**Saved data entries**
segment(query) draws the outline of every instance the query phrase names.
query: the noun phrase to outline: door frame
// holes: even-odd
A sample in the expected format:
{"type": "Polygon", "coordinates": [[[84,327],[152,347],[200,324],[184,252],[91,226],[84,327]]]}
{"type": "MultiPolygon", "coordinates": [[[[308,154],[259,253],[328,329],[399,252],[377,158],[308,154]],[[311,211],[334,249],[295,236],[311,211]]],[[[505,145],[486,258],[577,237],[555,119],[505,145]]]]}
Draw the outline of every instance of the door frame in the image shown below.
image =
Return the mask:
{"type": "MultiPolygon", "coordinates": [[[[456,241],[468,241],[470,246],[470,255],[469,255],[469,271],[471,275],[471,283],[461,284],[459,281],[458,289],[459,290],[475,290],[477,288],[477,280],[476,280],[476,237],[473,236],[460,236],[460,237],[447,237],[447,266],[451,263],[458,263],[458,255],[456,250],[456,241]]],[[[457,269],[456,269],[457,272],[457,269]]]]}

**What is required**
From the entries above, list each line with "door" in it.

**Final answer**
query: the noun phrase to outline: door frame
Draw the outline of every instance of the door frame in the image shown below.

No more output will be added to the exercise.